— Begin Records provided —
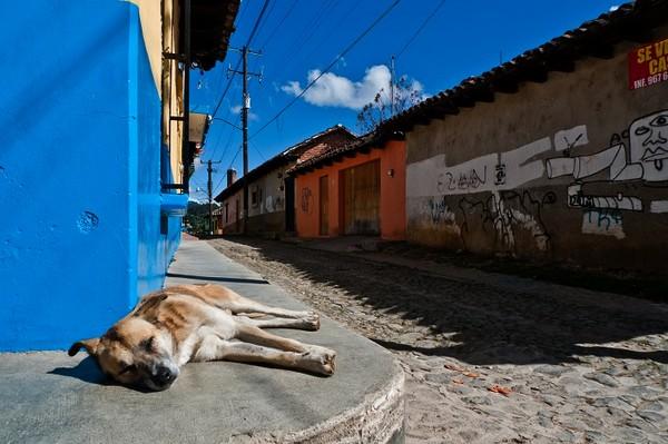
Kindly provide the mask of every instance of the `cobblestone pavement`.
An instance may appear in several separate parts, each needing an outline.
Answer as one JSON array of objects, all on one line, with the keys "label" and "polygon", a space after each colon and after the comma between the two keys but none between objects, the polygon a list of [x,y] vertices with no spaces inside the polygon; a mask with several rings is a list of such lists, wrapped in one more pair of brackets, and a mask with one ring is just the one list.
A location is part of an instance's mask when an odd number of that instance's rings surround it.
[{"label": "cobblestone pavement", "polygon": [[668,306],[279,241],[212,245],[396,355],[407,443],[668,443]]}]

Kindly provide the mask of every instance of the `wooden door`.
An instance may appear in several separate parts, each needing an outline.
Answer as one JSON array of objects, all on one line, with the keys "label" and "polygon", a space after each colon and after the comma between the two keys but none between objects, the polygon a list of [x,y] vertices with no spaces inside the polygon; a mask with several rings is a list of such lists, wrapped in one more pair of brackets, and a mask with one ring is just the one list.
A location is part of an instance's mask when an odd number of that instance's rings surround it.
[{"label": "wooden door", "polygon": [[342,171],[343,227],[346,235],[377,235],[381,213],[381,162]]},{"label": "wooden door", "polygon": [[285,178],[285,230],[295,230],[295,179]]},{"label": "wooden door", "polygon": [[236,220],[235,220],[235,224],[234,224],[235,225],[235,231],[236,233],[240,233],[242,231],[242,227],[240,227],[240,223],[239,223],[239,220],[240,220],[240,218],[239,218],[239,199],[236,199],[236,201],[235,201],[234,215],[236,217]]},{"label": "wooden door", "polygon": [[320,180],[320,234],[326,236],[330,234],[330,180],[327,176]]}]

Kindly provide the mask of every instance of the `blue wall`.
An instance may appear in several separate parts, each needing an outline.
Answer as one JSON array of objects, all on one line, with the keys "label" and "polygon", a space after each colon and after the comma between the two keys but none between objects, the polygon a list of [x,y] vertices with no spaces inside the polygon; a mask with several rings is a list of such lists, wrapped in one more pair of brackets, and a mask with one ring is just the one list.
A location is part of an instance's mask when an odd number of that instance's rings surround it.
[{"label": "blue wall", "polygon": [[0,2],[0,351],[67,348],[163,284],[160,103],[135,6]]}]

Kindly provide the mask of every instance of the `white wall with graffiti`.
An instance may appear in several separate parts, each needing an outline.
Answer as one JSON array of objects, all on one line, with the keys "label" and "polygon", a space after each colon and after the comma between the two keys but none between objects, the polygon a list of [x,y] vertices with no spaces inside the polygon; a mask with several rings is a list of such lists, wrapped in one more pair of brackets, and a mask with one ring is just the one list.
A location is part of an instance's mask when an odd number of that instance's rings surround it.
[{"label": "white wall with graffiti", "polygon": [[623,63],[588,60],[409,134],[409,238],[597,267],[660,255],[668,88],[628,90]]}]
— End Records provided —
* _The exercise_
The listing above needs to be output again exactly. Don't include the pictures.

* _Reply_
Kindly provide the mask of every instance of the `cobblestone pavement`.
An instance may appear in several separate parts, each needing an outline.
Answer as one JSON array of objects, all on one line, with the keys "label" and "polygon", a space after each colon and after the comma between the two keys but none between objects, the polygon a list of [x,y] vertices with no spaces inside the polygon; a mask with several rings is a list of such lists, wrapped in one more pair of brackets, and a mask with one ring is just the one list.
A location is part of an instance's mask when an odd number of that instance's rings surround it.
[{"label": "cobblestone pavement", "polygon": [[668,306],[279,241],[212,245],[396,355],[407,443],[668,443]]}]

Kindly provide the mask of every instance of the `wooden door`.
An instance may appear in several separate parts, each needing an outline.
Answer as one JSON array of objects, all on one line, with the keys "label" and "polygon", a space after each colon and after the comma between the two keys but none between objects, the polygon a list of [x,y] vertices with no spaces inside the polygon; a mask with several rings is a list of such lists, wrapped in one more pair of brackets, and a mask with one ring is just the one list.
A location is part of an instance's mask when an odd number of that instance's rings surround it.
[{"label": "wooden door", "polygon": [[342,171],[343,227],[346,235],[377,235],[381,213],[381,162]]},{"label": "wooden door", "polygon": [[285,178],[285,230],[295,230],[295,179]]},{"label": "wooden door", "polygon": [[236,220],[235,220],[235,224],[234,224],[235,225],[235,231],[236,233],[240,233],[242,231],[242,227],[240,227],[240,223],[239,223],[239,220],[240,220],[240,218],[239,218],[239,199],[236,199],[236,201],[235,201],[234,215],[236,217]]},{"label": "wooden door", "polygon": [[320,180],[320,234],[326,236],[330,234],[330,180],[327,176]]}]

Kindly provide the mask of every instance of the `blue wall`.
An instance may appear in several separate parts, each needing an outline.
Answer as one JSON array of objects, all on one line, with the keys "label" and "polygon", a space after each colon and after the comma between the two keys but none between objects, the polygon a list of [x,y] vertices with no spaces inside the polygon; a mask with several rings is a list of such lists, wrapped in one more pair of brackets, and a mask with one ring is just the one list.
A location is part of an instance's mask when an odd number of that instance's rings surround it.
[{"label": "blue wall", "polygon": [[0,2],[0,351],[67,348],[163,284],[160,103],[135,6]]}]

Kindly provide the mask of every instance of the `white wall with graffiti`.
An instance may appear in several separate parts, each needing an outline.
Answer as one JSON array of objects, all on one line, with the keys "label" and "polygon", a space after each colon and after the comma between the two keys but none between objects, the polygon a list of [x,y] vertices with no spaces inside the polygon; a mask with several rings is a list of such lists, wrapped in one more pair of brackets, and a mask with one ring is just the one list.
A location is part of an instance's mask when an odd number of that instance's rings surround it.
[{"label": "white wall with graffiti", "polygon": [[623,63],[588,60],[409,134],[409,238],[597,267],[660,255],[668,88],[628,90]]}]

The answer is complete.